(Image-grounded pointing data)
====================

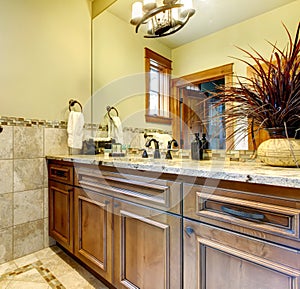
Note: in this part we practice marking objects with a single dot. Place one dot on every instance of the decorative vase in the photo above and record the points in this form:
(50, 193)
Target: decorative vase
(280, 150)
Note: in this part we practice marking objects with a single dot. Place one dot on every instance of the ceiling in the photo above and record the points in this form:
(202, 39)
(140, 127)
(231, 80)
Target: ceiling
(210, 16)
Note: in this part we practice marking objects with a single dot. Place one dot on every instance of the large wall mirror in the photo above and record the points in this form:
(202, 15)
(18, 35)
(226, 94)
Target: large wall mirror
(207, 42)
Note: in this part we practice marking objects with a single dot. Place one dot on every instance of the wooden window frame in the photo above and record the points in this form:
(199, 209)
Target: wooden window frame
(165, 66)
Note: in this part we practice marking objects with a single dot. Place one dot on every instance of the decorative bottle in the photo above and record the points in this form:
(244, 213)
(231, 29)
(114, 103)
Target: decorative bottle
(196, 148)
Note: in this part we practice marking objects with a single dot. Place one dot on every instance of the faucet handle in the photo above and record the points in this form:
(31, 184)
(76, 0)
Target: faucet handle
(144, 154)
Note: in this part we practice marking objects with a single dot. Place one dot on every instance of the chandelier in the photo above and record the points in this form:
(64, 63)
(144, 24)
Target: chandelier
(162, 20)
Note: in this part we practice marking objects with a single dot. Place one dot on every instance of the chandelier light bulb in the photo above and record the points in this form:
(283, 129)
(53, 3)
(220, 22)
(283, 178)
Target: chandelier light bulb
(187, 8)
(149, 5)
(136, 13)
(163, 20)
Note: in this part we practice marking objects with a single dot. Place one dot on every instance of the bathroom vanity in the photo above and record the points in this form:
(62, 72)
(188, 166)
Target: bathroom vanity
(171, 224)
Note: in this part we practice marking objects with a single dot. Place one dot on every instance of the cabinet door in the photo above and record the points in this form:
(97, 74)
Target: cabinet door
(93, 231)
(61, 214)
(216, 258)
(147, 248)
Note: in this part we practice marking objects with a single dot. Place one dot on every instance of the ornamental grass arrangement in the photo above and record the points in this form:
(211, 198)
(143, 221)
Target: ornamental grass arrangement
(270, 98)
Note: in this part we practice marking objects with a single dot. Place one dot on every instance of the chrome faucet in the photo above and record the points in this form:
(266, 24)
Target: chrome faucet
(156, 147)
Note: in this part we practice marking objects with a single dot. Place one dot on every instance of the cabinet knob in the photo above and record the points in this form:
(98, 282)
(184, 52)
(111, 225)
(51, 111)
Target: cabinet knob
(189, 231)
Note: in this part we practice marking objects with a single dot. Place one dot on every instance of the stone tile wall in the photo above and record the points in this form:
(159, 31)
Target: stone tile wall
(24, 185)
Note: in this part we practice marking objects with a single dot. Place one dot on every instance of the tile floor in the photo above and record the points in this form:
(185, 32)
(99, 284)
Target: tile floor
(45, 269)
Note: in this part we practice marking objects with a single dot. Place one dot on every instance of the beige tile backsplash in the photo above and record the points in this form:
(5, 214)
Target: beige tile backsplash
(23, 183)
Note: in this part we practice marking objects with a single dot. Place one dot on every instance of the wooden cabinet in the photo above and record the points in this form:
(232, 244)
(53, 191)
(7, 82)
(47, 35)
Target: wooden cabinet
(217, 258)
(241, 236)
(146, 250)
(147, 247)
(60, 198)
(139, 230)
(93, 231)
(61, 213)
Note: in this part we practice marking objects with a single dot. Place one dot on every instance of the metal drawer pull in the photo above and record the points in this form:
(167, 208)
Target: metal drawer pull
(189, 231)
(253, 216)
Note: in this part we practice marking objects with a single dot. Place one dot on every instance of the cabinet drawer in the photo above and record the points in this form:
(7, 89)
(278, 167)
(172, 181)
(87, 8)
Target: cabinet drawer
(151, 192)
(60, 173)
(244, 209)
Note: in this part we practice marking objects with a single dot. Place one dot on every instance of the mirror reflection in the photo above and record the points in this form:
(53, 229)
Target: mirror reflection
(201, 53)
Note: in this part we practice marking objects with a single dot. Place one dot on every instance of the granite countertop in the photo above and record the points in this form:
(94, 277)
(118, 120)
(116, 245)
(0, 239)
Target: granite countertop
(250, 171)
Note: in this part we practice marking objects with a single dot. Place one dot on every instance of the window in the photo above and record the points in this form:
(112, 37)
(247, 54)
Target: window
(158, 76)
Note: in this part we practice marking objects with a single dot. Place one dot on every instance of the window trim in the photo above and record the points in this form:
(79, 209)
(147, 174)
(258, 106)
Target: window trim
(166, 64)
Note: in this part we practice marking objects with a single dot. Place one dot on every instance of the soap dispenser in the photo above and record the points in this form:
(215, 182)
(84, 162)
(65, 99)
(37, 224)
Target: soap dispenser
(196, 148)
(205, 143)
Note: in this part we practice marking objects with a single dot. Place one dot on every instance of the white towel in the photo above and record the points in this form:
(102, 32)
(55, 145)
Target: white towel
(75, 129)
(116, 130)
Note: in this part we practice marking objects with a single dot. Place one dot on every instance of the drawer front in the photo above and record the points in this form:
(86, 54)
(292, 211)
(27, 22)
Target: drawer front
(251, 211)
(161, 194)
(61, 173)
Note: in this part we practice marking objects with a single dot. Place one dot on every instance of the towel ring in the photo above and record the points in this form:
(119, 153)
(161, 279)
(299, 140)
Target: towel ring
(72, 102)
(109, 108)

====================

● **PROBLEM TO WORK ON**: Leave out the images and copy all remaining data word for word.

● **SOLVED PROBLEM**:
Note: in this part we practice marking objects with a single dot. Place one dot on every instance of the decorative vase in the photo above and record the points in this form:
(50, 193)
Target: decorative vase
(280, 150)
Note: in this part we practice marking objects with a single dot. Place one dot on every instance of the ceiling in the photo above and record the points in this form:
(202, 39)
(140, 127)
(231, 80)
Target: ceiling
(210, 16)
Note: in this part we practice marking objects with a single dot. Place one dot on every instance of the large wall mirror in the photo above and record the points in this form:
(202, 15)
(18, 35)
(226, 94)
Target: large wall mirror
(207, 42)
Note: in this part we practice marking objects with a single dot. Place one dot on every instance of the wooden window frame in the photo above and record the points in this form:
(199, 209)
Target: wooden window frame
(165, 66)
Note: in this part we practice marking objects with a single dot. Place one dot on every instance of the decorative bottle in the photo above and record the points in this form:
(244, 213)
(231, 29)
(114, 103)
Target: decorative bottle
(196, 148)
Note: in this part we practice marking objects with a single dot. Place one dot on every instance of the faucet handle in the photo above and record the points in this form:
(31, 184)
(76, 0)
Target: faucet handle
(144, 154)
Note: in this part we practice marking objects with a single dot. Place one dot on every instance of the chandelier in the photo above and record the points in this form:
(64, 63)
(144, 24)
Target: chandelier
(162, 20)
Note: in this part we practice marking objects with a single dot. Place one dot on every instance of the chandelier light bulb in the photo above and record the points in this form:
(283, 129)
(53, 3)
(220, 22)
(283, 178)
Target: chandelier light bulb
(187, 8)
(149, 5)
(136, 13)
(163, 20)
Note: in this part we practice marking objects with a single dot. Place one dot on every instance of the bathroom vanity in the photo above and record the points in this form:
(62, 72)
(188, 166)
Target: bathroom vanity
(171, 224)
Note: in this part we practice marking objects with a single dot. Place one dot on every instance of the cabinet door in the photo above and record the points in this form:
(97, 74)
Target: cabinet door
(93, 231)
(61, 214)
(216, 258)
(147, 248)
Note: in this part we practice marking objects with a single dot. Place one dot on every instance of the ornamental grass arrangement in the photo above and record the points in this form:
(211, 198)
(143, 221)
Target: ornamental grass arrangement
(270, 98)
Note: in this part we practice marking objects with a single dot. Place one dot on every instance of the chrome faucet in the photo above and record the points in this form:
(266, 24)
Target: chrome faucet
(156, 147)
Note: in this part we practice marking objects with a single dot. Place one dot on every instance of the cabinet knob in the photo above and record the points in this form:
(98, 282)
(184, 52)
(111, 225)
(51, 111)
Target: cabinet knob
(189, 231)
Note: in this part we practice marking objects with a single dot. Place one dot on every instance of the stone tile wall in the photo above and record the points in this form:
(159, 31)
Target: stone tile wall
(24, 185)
Note: in this part we practice marking objects with a single dot. Place one dot on every instance of the tile floor in the photo above and record the points in this form:
(185, 32)
(99, 284)
Target: tile floor
(45, 269)
Note: in this part we practice marking objects with a single dot. Place one dot on every instance of the beige tile backsplash in the photo above and record the points in this form:
(5, 214)
Target: beige tile backsplash
(23, 183)
Note: in this part we practice marking objects with a single dot. Place one dot on every instance of the wooden cabinet in the photo above and record the points in this form:
(232, 244)
(53, 191)
(7, 82)
(47, 35)
Target: wooden cabinet
(217, 258)
(241, 236)
(146, 250)
(147, 247)
(60, 198)
(139, 230)
(93, 231)
(61, 213)
Note: in this part we practice marking objects with a single dot. Place one dot on every instance of the metal drawer pull in the photo above and record the points in this form:
(167, 208)
Target: metal drawer pull
(189, 231)
(253, 216)
Note: in this part we practice marking objects with a single dot. Place one dot on every instance of the cabinet drawer in the photo above and record the points in this form:
(7, 89)
(278, 167)
(172, 181)
(87, 8)
Target: cabinet drawer
(151, 192)
(60, 173)
(244, 209)
Note: in this part we practice marking objects with a single dot. Place one dot on every instance of the mirror reflection in the photo above and record the points in this form:
(53, 229)
Target: mirror reflection
(201, 53)
Note: in this part we practice marking objects with a single dot. Place one dot on every instance of the granite countertop in the photo above and record the points in this form:
(94, 277)
(118, 120)
(116, 245)
(0, 239)
Target: granite countertop
(250, 171)
Note: in this part we practice marking objects with a single dot. Place one dot on every instance of the window in the photo above and record the points in this form:
(112, 37)
(247, 54)
Target: window
(158, 76)
Note: in this part we practice marking objects with a single dot. Place one dot on every instance of the window trim in the photo above and record the points in this form:
(79, 209)
(147, 174)
(258, 106)
Target: window trim
(166, 64)
Note: in this part we practice marking objects with a single dot. Place one dot on every instance of the soap dispenser in the photo above and record the points in this form:
(215, 182)
(84, 162)
(65, 99)
(37, 224)
Target: soap dispenser
(196, 148)
(205, 143)
Note: in this part we practice marking objects with a single dot. Place one dot on every instance of the white towel in the photo above and record the points in this form:
(102, 32)
(55, 145)
Target: white towel
(75, 129)
(116, 130)
Note: in this part we practice marking objects with a single dot. Place one dot on every instance of the drawer front in the photo above and record the points in this form:
(86, 54)
(292, 211)
(27, 22)
Target: drawer front
(251, 211)
(161, 194)
(61, 173)
Note: in this part we practice marking objects with a single dot. Place one dot on every instance of the towel ring in the photo above and record the points in this form:
(119, 153)
(161, 279)
(299, 140)
Target: towel ring
(72, 102)
(109, 108)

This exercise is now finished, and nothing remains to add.